++++ GIVEN DATA ++++

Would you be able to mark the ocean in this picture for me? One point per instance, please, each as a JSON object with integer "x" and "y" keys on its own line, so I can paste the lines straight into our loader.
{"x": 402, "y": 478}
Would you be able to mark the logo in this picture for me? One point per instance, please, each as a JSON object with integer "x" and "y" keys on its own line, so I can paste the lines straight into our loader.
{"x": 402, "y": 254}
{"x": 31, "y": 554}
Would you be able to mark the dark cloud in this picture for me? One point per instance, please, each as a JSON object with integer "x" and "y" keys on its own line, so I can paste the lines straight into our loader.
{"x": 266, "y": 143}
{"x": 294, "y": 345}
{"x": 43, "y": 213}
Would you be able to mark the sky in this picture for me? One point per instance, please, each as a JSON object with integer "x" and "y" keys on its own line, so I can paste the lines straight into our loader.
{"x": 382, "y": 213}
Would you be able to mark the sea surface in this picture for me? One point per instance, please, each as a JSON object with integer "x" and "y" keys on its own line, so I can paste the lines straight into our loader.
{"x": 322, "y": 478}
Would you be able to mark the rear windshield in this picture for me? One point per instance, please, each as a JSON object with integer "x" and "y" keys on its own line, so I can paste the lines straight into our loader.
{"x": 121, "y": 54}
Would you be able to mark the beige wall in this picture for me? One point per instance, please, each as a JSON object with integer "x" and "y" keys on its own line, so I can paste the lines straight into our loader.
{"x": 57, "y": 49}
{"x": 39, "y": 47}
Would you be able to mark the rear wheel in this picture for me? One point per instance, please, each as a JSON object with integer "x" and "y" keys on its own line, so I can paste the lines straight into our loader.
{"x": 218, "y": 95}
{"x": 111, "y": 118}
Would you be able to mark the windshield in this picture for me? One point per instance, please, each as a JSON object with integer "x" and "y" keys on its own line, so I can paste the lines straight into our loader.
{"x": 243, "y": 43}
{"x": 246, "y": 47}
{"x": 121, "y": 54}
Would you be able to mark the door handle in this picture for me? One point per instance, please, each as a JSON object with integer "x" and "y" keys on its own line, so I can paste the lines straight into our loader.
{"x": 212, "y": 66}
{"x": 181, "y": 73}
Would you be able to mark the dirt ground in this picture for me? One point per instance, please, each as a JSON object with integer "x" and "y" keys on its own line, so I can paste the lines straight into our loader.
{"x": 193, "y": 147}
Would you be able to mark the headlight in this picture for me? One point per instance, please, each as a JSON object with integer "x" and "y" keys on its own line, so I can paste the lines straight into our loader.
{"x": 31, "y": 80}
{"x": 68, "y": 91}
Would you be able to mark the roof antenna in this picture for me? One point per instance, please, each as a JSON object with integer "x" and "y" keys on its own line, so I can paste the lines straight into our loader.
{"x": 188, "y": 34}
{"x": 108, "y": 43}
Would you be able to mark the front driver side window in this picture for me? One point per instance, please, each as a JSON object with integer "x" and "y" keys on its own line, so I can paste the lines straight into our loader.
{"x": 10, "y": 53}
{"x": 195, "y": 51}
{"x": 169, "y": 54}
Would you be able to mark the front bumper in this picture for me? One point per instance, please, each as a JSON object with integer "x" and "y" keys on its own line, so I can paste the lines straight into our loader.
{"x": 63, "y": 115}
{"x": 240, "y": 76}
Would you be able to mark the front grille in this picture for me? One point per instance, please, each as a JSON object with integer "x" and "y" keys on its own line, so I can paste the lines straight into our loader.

++++

[STATED TASK]
Retype the records above exactly.

[WRITTEN ANSWER]
Would you be able to mark the ocean in this picture for me? One point per instance, please, each as a JSON object with integer "x" and "y" keys on its own line, so I can paste the lines straight into our loader.
{"x": 402, "y": 478}
Would you be able to mark the logo in this picture for me? One point per instance, please, each as a JSON object with integer "x" and "y" keys on its own line, so I can paste the lines straight into our loader.
{"x": 402, "y": 254}
{"x": 31, "y": 554}
Would you be able to mark the dark cloud in this picture for me? One point per instance, please, each as a JSON object with integer "x" and "y" keys on its own line, so I can paste the lines straight into our loader.
{"x": 266, "y": 143}
{"x": 294, "y": 345}
{"x": 43, "y": 213}
Would you be able to mark the sky in this picture for me? One point per instance, please, each as a JSON object with integer "x" and "y" keys on its own line, so I can paste the lines straight into our loader.
{"x": 382, "y": 213}
Would you be able to mark the sea surface in this picture for me? One point per instance, please, each as a JSON object with integer "x" and "y" keys on its own line, so I can paste the lines straight into our loader.
{"x": 322, "y": 478}
Would you be able to mark the rear windshield in this picture for me? One point per instance, please, each as a JSON object with integer "x" and "y" keys on its own line, so I can paste the lines straight into our loader.
{"x": 121, "y": 54}
Would you be able to mark the beige wall in this picture for me? One point per instance, please, each as a JSON object with integer "x" and "y" keys on its own line, so I can paste the lines straight into our loader.
{"x": 57, "y": 49}
{"x": 39, "y": 47}
Would you be able to mark the rear wheel in this picture for me? One point per instance, please, each as a JSON object with integer "x" and "y" keys on its own line, so I can paste the lines straight into our loader.
{"x": 218, "y": 95}
{"x": 111, "y": 118}
Would you be able to mark the windshield in this picture for me? One point per instance, please, each as a JSON object with integer "x" and "y" keys on its own line, so I can paste the lines straight into our loader.
{"x": 243, "y": 43}
{"x": 246, "y": 47}
{"x": 121, "y": 54}
Would you be able to mark the door handle in this picture for me? One point per instance, please, each as a JSON object with integer "x" and "y" keys on its own line, so I can paste the lines straight into our loader.
{"x": 212, "y": 66}
{"x": 181, "y": 73}
Would you be able to mark the dirt ground in this picture for me? One point per instance, please, each as a JSON object with integer "x" and "y" keys on its own line, so I can paste the lines straight into our loader.
{"x": 193, "y": 147}
Would you be able to mark the headlight in this picture for me? One point per instance, please, each as a JSON object with integer "x" and "y" keys on its own line, so I can paste the lines straight into our loader.
{"x": 31, "y": 80}
{"x": 68, "y": 91}
Would you be able to mark the roof antenna in this picture for me? One point per instance, please, each as a JSON object with integer "x" and "y" keys on its own line, so I can paste the lines straight into our loader.
{"x": 188, "y": 34}
{"x": 108, "y": 43}
Would you be able to mark the front driver side window in this picture for me? One point per instance, please, each as a JSON object with integer "x" and "y" keys on its own line, so I can paste the lines straight into our loader.
{"x": 10, "y": 53}
{"x": 195, "y": 51}
{"x": 169, "y": 54}
Would you be able to mark the front bumper in this picture for me? One point per instance, please, each as a JSON object with integer "x" and "y" keys on its own line, so I can paste the lines straight into our loader.
{"x": 63, "y": 115}
{"x": 240, "y": 76}
Would you be able to mark the front grille in this picture for me? One point per instance, please, each as a JSON object with integer "x" and "y" keys on its own line, so I can paste the lines straight into our loader.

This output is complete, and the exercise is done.